-- ACTIONS TO TAKE --
**1)** From the forum thread about wood furnaces with glass doors, write out the passage from "I'm not talking" to "Como (Feb 24, 2011)".
**2)** Find each line in the listing that contains the word "goalkeeper" and copy it out.

-- TEXT BLOCK --
▼

# Why so few wood burning furnaces with glass doors?



## Sorghum (Feb 24, 2011)

Why do most wood furnaces not have glass doors? I'm thinking of replacing a US Stove Hotblast (not because the door is steel). 
I'm not talking wood stoves mind you, looks like there are many choices in that field.  

There seem to be good add-on furnace, or LP or oil /wood combo furnaces out there. I think the Yukon Super Jack, Energy King, or Woodchuck all look fine. But I'd like to see whats going on inside! 
The PSG Caddy's fit the bill with nice clear viewing possible. Why not the others?  Personally I'd spend a bit more for glass.


----------



## Como (Feb 24, 2011)

The same reason my Propane Boiler does not have one.


----------



## Jimbob (Feb 24, 2011)

Sorghum said:
			
		

> Why do most wood furnaces not have glass doors?  I'd like to see whats going on inside!
> The PSG Caddy's fit the bill with nice clear viewing possible. Why not the others?  Personally I'd spend a bit more for glass.



There are others, Here's one:
http://jaroby.com/index.php?page=fiche&no=27&cat=5

Not the prettiest, but it does have a glass door. EPA approved too.


----------



## soupy1957 (Feb 24, 2011)

I get the impression that although the principle of burning wood for heat is the "same" on some level, the "furnaces" are designed to be more self-sustaining and not in need of as much direct attention.  Fair statement?  That's been my impression anyway.

-Soupy1957


----------



## steam man (Feb 24, 2011)

▲

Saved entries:
▼

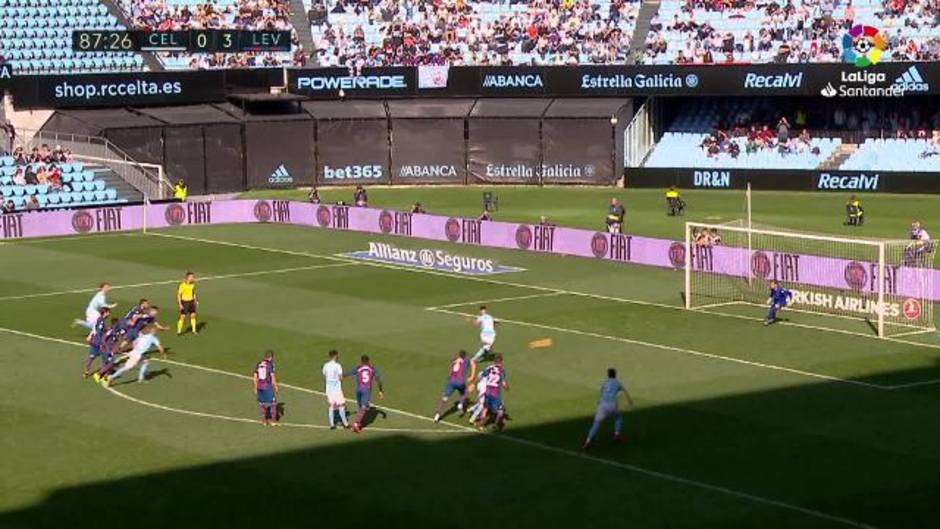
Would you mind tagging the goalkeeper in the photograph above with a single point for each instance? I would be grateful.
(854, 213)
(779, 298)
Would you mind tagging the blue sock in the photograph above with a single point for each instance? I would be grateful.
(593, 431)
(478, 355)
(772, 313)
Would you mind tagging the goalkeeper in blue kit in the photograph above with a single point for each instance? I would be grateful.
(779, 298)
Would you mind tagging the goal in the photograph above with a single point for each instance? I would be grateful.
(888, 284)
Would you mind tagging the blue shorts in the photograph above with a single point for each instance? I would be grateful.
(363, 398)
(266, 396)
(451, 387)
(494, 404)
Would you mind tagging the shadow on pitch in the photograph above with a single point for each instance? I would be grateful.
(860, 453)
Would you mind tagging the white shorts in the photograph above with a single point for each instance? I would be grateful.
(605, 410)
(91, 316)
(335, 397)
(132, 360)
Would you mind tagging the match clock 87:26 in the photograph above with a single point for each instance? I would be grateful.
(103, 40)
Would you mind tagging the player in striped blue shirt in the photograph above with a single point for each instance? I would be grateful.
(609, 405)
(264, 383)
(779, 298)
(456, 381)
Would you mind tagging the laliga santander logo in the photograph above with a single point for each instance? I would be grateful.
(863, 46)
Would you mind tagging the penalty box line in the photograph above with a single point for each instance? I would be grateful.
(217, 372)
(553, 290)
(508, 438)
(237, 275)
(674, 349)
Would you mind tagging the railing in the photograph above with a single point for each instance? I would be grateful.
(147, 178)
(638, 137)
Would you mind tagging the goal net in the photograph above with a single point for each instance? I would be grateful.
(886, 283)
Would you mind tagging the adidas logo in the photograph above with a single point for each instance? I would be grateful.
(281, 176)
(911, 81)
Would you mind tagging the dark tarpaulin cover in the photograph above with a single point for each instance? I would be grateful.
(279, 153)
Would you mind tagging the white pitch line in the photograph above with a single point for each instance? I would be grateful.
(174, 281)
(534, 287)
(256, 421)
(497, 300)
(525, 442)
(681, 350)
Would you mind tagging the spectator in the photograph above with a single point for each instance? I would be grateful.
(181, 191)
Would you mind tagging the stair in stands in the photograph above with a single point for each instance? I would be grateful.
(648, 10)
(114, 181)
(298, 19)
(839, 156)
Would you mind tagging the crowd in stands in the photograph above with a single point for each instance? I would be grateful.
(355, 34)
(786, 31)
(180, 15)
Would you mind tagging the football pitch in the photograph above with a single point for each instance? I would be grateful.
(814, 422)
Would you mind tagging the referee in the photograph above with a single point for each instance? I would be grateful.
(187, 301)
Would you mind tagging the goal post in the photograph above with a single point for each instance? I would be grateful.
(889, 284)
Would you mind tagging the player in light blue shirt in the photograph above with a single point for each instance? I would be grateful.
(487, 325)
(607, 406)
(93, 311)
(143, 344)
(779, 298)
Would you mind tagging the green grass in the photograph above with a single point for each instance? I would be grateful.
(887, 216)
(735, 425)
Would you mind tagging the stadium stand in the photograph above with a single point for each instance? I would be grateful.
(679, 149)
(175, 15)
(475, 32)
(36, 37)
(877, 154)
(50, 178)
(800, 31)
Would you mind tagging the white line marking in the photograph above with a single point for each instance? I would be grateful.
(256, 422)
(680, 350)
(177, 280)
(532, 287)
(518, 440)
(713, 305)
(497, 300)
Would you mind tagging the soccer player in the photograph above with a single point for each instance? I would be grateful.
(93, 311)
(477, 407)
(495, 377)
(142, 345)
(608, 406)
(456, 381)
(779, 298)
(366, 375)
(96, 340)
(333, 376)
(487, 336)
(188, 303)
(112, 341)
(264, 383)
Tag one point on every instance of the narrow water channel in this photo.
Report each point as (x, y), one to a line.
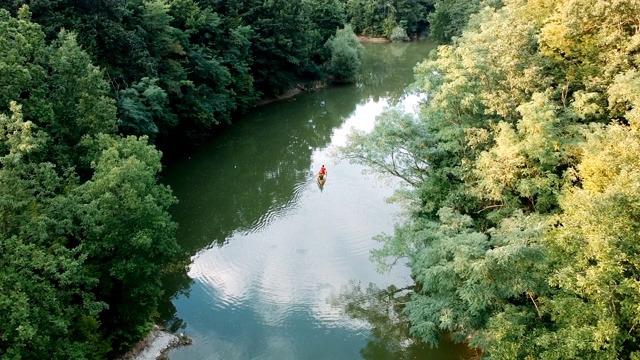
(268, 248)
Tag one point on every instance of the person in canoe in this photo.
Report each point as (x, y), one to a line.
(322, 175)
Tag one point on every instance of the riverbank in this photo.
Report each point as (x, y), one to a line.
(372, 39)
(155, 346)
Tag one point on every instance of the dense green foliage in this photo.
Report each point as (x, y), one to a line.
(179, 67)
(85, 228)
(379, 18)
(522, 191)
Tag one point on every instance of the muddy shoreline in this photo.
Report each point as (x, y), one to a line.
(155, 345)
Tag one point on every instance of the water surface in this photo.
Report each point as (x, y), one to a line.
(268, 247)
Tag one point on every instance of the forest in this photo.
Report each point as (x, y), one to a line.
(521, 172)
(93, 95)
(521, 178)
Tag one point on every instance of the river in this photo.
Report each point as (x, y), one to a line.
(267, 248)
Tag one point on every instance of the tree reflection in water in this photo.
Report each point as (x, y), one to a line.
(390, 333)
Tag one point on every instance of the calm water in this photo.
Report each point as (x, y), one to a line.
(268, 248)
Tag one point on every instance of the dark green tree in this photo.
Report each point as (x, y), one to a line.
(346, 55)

▲
▼

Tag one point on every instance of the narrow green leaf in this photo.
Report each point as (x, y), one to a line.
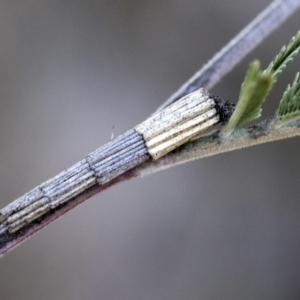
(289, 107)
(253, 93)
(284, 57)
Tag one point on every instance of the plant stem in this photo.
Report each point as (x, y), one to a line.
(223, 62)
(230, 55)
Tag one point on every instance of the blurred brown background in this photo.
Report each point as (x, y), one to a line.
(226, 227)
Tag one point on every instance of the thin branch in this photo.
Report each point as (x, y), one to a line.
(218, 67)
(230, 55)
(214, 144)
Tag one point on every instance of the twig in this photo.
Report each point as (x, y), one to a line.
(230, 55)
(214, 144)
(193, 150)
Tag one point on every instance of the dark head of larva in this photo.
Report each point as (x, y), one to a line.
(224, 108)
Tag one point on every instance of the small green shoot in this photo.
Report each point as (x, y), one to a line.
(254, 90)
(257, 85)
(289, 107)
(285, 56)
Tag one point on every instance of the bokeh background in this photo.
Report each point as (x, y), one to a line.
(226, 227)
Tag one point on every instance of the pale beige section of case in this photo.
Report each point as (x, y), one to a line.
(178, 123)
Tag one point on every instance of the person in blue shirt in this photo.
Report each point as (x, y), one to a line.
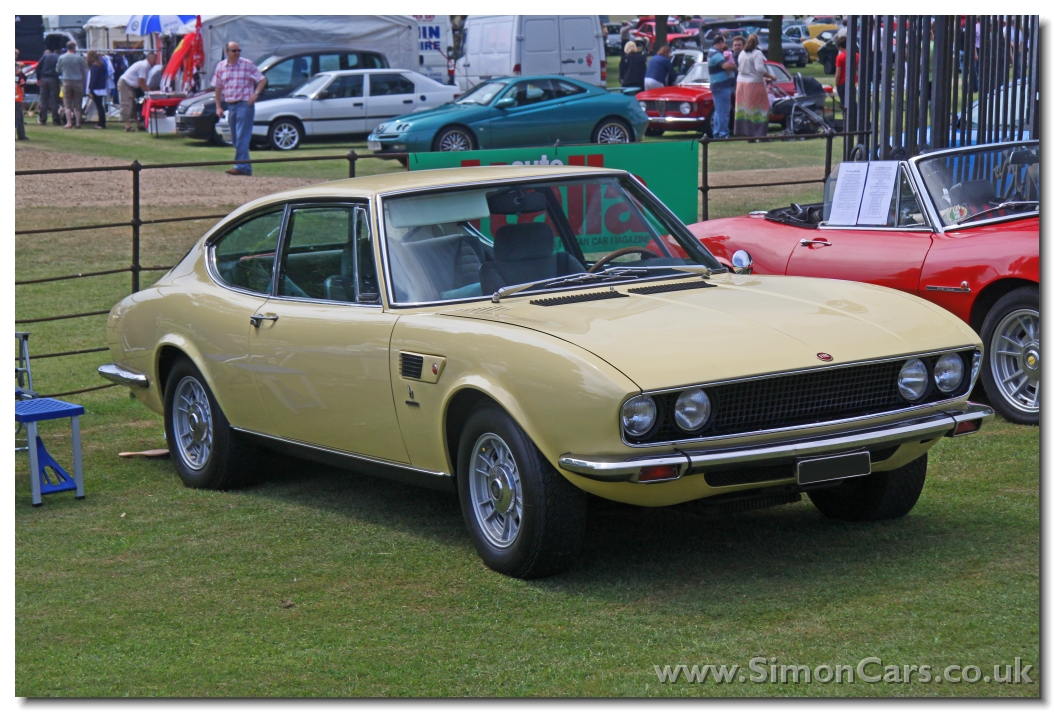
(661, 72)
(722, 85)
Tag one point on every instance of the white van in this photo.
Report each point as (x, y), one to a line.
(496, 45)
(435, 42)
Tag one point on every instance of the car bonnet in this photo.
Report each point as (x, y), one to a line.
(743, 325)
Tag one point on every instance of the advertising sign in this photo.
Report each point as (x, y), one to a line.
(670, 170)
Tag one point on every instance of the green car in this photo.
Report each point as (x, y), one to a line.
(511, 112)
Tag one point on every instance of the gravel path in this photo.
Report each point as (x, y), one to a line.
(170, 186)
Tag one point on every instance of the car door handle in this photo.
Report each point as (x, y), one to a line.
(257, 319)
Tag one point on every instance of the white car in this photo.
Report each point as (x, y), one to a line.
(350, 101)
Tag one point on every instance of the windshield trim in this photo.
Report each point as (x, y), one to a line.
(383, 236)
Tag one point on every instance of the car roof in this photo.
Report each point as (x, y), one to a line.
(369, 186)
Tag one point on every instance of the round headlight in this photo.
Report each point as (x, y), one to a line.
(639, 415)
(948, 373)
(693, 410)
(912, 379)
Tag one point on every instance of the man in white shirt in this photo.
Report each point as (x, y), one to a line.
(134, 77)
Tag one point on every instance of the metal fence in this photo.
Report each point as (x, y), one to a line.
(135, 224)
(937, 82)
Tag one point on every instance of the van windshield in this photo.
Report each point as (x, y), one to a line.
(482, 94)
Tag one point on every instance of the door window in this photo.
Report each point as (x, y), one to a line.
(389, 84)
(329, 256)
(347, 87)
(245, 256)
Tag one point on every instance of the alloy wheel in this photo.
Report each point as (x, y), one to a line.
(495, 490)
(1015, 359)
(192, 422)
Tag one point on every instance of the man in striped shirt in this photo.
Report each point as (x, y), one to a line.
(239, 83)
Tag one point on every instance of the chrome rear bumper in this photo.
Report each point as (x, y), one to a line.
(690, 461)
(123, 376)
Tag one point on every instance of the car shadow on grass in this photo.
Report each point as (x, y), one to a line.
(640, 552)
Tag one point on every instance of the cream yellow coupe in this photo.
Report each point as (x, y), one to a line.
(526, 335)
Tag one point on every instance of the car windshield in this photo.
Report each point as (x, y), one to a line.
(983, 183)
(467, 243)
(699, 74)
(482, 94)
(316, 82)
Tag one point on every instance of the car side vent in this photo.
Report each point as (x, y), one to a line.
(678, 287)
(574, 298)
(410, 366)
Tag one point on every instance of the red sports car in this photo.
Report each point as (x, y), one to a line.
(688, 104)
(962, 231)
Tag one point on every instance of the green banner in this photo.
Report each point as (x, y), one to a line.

▲

-- RESPONSES PER TASK --
**1)**
I'm not talking wood stoves mind you, looks like there are many choices in that field.  

There seem to be good add-on furnace, or LP or oil /wood combo furnaces out there. I think the Yukon Super Jack, Energy King, or Woodchuck all look fine. But I'd like to see whats going on inside! 
The PSG Caddy's fit the bill with nice clear viewing possible. Why not the others?  Personally I'd spend a bit more for glass.


----------



## Como (Feb 24, 2011)

**2)**
Would you mind tagging the goalkeeper in the photograph above with a single point for each instance? I would be grateful.
Would you mind tagging the goalkeeper in blue kit in the photograph above with a single point for each instance? I would be grateful.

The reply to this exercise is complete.